▶ _Extrait_
>>
Condamner M. [I], au titre de ses cautionnements garantissant les engagements de la société Capaufline, à lui verser 54.000 euros outre intérêts au taux légal à compter du 9 mars 2021, date de la mise en demeure et jusqu'à parfait règlement,

Condamner Mme [I], au titre de ses cautionnements garantissant les engagements de la société Capaufline, à lui verser 54.000 euros outre intérêts au taux légal à compter du 9 mars 2021, date de la mise en demeure et jusqu'à parfait règlement,

Condamner M. [I], au titre de son engagement de caution garantissant le prêt souscrit par la société Borodap, à lui verser 28.200 euros outre intérêts au taux légal à compter du 17 mars 2021, date de la mise en demeure et jusqu'à parfait règlement,

Condamner Mme [I], au titre de ses cautionnements garantissant le prêt souscrit par la société Capaufline, à lui verser 54.000 euros outre intérêts au taux légal à compter du 17 mars 2021, date de la mise en demeure et jusqu'à parfait règlement,

Débouter les époux [I] de l'intégralité de leurs prétentions, fins et moyens,

Les condamner in solidum à lui verser 5000 euros sur le fondement de l'article 700 du code de procédure civile,

Les condamner aux entiers dépens de première instance et d'appel.
<<
▶ _Données sources_
>>
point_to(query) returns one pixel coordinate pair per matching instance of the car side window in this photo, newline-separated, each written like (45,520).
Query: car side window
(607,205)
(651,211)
<<
Recopiez le passage de l'extrait sur les cautionnements qui commence par « Condamner M. [I], au titre de son » et se poursuit jusqu'à « instance et d'appel. ». Ces données n'ont aucun lien avec l'extrait.

▶ _Réponse attendue_
Condamner M. [I], au titre de son engagement de caution garantissant le prêt souscrit par la société Borodap, à lui verser 28.200 euros outre intérêts au taux légal à compter du 17 mars 2021, date de la mise en demeure et jusqu'à parfait règlement,

Condamner Mme [I], au titre de ses cautionnements garantissant le prêt souscrit par la société Capaufline, à lui verser 54.000 euros outre intérêts au taux légal à compter du 17 mars 2021, date de la mise en demeure et jusqu'à parfait règlement,

Débouter les époux [I] de l'intégralité de leurs prétentions, fins et moyens,

Les condamner in solidum à lui verser 5000 euros sur le fondement de l'article 700 du code de procédure civile,

Les condamner aux entiers dépens de première instance et d'appel.